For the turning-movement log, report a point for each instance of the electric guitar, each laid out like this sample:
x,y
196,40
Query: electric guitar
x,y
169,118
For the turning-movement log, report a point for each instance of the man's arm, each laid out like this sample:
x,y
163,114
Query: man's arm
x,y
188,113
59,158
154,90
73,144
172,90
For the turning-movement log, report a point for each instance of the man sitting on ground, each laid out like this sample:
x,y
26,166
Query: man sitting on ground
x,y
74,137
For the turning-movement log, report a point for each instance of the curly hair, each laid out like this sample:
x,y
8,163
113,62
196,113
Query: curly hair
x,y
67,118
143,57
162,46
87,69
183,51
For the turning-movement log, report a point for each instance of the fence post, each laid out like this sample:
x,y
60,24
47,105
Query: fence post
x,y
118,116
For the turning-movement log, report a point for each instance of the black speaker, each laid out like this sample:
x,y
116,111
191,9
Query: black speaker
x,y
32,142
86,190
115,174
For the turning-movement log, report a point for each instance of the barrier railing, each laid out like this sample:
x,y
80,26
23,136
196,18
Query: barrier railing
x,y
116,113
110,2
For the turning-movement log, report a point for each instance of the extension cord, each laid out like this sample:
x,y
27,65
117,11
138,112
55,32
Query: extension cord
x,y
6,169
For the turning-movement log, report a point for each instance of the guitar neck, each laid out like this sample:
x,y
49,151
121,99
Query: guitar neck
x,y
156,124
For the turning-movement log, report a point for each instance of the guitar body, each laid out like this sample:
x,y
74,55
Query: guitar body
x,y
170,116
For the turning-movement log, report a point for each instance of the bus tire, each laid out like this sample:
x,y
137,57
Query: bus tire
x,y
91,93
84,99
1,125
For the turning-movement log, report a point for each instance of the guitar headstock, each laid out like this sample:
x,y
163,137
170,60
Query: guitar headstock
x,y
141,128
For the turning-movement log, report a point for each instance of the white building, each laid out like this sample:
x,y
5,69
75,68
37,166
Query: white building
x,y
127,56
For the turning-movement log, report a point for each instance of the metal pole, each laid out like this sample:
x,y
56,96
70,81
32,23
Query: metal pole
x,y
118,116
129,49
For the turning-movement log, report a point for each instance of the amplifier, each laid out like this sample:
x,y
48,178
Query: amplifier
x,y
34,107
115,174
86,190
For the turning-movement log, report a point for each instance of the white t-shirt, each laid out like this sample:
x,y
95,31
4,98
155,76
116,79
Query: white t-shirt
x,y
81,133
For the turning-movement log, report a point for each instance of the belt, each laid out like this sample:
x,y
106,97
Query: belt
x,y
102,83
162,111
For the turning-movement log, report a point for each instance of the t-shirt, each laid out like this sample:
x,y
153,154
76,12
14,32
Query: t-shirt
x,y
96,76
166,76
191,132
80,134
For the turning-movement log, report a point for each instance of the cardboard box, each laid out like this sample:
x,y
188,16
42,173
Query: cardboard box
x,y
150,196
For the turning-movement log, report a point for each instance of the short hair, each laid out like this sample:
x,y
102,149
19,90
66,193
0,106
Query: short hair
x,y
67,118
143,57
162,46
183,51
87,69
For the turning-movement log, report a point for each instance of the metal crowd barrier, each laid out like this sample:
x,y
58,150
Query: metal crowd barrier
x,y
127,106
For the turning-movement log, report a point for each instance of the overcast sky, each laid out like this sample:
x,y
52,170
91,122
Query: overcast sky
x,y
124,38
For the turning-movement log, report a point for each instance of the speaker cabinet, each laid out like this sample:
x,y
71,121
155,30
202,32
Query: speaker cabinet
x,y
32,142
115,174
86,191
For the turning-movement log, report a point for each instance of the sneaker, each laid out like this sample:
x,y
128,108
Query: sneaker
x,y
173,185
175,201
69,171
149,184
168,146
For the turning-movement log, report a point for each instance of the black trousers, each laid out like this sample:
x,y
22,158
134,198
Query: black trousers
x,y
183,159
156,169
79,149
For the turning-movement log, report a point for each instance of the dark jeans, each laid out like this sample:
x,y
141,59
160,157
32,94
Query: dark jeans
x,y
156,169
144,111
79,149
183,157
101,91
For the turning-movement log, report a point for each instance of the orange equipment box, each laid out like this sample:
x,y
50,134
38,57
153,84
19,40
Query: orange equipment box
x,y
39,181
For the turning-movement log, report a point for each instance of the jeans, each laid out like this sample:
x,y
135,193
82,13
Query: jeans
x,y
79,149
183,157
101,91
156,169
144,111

---

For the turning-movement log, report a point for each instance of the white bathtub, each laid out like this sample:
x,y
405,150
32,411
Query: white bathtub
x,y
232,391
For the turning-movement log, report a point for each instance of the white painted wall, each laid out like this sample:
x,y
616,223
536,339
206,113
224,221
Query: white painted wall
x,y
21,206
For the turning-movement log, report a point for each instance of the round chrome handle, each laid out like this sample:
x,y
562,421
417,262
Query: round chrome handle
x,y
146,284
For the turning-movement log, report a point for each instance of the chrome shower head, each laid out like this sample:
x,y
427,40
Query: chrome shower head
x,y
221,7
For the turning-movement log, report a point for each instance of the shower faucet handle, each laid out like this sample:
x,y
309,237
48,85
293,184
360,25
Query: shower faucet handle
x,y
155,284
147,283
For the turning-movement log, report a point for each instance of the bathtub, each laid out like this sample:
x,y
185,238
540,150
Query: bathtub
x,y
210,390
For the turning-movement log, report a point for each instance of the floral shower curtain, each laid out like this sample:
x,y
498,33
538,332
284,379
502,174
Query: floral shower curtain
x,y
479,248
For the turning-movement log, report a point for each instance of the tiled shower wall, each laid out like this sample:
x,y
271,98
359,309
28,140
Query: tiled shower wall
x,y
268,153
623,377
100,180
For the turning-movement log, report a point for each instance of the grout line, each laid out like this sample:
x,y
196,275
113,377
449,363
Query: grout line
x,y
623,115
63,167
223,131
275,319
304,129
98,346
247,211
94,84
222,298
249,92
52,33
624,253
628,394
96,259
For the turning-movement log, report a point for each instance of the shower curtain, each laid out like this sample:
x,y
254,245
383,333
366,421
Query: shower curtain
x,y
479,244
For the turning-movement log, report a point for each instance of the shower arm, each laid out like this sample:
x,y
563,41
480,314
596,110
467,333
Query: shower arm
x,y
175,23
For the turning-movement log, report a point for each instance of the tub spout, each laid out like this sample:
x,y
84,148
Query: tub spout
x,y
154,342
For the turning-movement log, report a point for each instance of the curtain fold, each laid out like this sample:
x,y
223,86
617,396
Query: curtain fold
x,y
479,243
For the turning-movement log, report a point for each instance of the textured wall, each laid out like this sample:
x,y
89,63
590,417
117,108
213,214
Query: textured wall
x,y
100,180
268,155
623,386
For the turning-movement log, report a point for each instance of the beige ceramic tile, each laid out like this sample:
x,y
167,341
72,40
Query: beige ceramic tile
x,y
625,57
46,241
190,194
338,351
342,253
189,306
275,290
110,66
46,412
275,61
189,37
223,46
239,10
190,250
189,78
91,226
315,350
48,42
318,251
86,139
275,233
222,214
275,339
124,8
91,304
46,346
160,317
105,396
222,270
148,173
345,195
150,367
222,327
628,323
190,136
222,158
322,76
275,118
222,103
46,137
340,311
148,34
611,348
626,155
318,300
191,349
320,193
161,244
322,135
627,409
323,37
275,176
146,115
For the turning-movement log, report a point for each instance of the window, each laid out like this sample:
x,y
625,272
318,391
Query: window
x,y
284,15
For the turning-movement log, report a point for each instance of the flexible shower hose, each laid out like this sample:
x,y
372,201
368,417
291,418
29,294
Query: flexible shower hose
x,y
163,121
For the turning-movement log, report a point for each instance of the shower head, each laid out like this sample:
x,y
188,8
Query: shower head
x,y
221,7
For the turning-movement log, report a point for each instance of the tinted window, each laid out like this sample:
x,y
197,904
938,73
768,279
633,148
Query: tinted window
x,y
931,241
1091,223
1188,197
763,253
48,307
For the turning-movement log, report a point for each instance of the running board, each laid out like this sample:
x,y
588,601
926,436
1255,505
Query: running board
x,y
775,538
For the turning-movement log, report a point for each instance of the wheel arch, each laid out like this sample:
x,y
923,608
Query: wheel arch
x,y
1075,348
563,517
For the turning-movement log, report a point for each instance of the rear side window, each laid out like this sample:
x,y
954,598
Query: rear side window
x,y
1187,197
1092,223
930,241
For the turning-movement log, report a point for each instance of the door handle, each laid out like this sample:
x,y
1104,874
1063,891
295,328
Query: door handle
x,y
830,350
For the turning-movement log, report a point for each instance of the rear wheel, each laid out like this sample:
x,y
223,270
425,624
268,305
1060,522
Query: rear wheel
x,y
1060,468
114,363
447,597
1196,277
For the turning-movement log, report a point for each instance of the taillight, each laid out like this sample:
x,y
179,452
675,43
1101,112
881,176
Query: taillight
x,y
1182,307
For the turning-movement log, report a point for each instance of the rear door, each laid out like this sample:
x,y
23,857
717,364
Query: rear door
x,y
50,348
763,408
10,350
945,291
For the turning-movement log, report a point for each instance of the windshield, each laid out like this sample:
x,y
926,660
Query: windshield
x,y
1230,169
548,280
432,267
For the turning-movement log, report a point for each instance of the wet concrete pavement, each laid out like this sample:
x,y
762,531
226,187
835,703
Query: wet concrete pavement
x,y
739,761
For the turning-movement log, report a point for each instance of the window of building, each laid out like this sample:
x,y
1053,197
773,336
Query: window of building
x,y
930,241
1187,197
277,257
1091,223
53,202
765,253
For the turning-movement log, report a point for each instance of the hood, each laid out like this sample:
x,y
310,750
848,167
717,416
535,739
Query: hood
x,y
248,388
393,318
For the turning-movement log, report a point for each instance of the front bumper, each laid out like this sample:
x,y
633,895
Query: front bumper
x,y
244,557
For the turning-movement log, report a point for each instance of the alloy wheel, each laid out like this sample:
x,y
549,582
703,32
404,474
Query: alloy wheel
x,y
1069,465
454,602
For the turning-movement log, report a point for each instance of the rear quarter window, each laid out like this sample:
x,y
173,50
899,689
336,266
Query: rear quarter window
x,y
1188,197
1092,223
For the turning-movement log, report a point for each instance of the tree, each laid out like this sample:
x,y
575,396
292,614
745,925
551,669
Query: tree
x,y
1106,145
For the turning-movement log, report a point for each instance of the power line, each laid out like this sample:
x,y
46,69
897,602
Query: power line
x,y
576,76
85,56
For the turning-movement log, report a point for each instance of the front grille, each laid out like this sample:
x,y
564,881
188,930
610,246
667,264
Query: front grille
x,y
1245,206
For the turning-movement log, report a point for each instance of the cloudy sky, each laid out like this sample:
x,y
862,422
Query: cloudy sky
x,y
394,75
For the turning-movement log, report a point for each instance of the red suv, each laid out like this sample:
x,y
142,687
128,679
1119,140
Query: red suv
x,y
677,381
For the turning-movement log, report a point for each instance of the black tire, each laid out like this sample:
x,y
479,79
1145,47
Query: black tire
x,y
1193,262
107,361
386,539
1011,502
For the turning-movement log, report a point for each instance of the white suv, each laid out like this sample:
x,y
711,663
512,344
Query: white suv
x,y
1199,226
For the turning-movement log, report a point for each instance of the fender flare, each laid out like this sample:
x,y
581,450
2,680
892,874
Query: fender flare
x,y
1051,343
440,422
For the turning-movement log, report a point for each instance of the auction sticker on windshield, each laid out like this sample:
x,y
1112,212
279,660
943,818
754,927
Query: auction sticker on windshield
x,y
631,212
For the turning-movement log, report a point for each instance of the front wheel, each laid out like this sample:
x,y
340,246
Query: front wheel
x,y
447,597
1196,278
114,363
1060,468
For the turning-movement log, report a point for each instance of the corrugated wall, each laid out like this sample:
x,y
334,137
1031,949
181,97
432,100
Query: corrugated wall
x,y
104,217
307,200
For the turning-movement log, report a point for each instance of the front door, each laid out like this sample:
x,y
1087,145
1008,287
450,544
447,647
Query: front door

**YOUR OBJECTIVE**
Return word for word the lines above from the line with "Query: extension cord" to the line with "the t-shirt, each", including both and leaving out all others.

**ANSWER SPACE**
Query: extension cord
x,y
6,169
For the turning-movement log, report a point for each instance of the guitar neck, each laid out like this sample:
x,y
49,151
121,99
Query: guitar neck
x,y
156,124
For the turning-movement log, report a point for each instance of the guitar body, each laid out like this sample:
x,y
74,55
Query: guitar body
x,y
170,116
For the turning-movement log, report a point for each instance of the bus tire, each laid out like this sample:
x,y
137,57
Query: bus tire
x,y
91,93
84,99
1,125
For the turning-movement log, report a point for each instance of the guitar headstock, each laid out like this sample:
x,y
163,137
170,60
Query: guitar headstock
x,y
141,128
For the turning-movement log, report a point for each instance of the white building, each laid out like this sample:
x,y
5,69
75,68
37,166
Query: white building
x,y
127,56
For the turning-movement log, report a point for each instance of the metal pole, each laid out like this sample:
x,y
56,96
70,81
32,23
Query: metal pole
x,y
118,116
129,49
For the turning-movement log, report a point for each instance of the amplifier, each laid out like this sample:
x,y
48,178
Query: amplifier
x,y
34,107
115,174
86,190
For the turning-movement log, report a point for each instance of the white t-shirt, each laid out like this sample:
x,y
95,31
4,98
155,76
116,79
Query: white t-shirt
x,y
81,133
For the turning-movement log, report a point for each instance of the belt, each laid out like this sample:
x,y
106,97
Query: belt
x,y
102,83
162,111
For the turning-movement log, report a point for each instance of the t-shirt, each laid out like this sample:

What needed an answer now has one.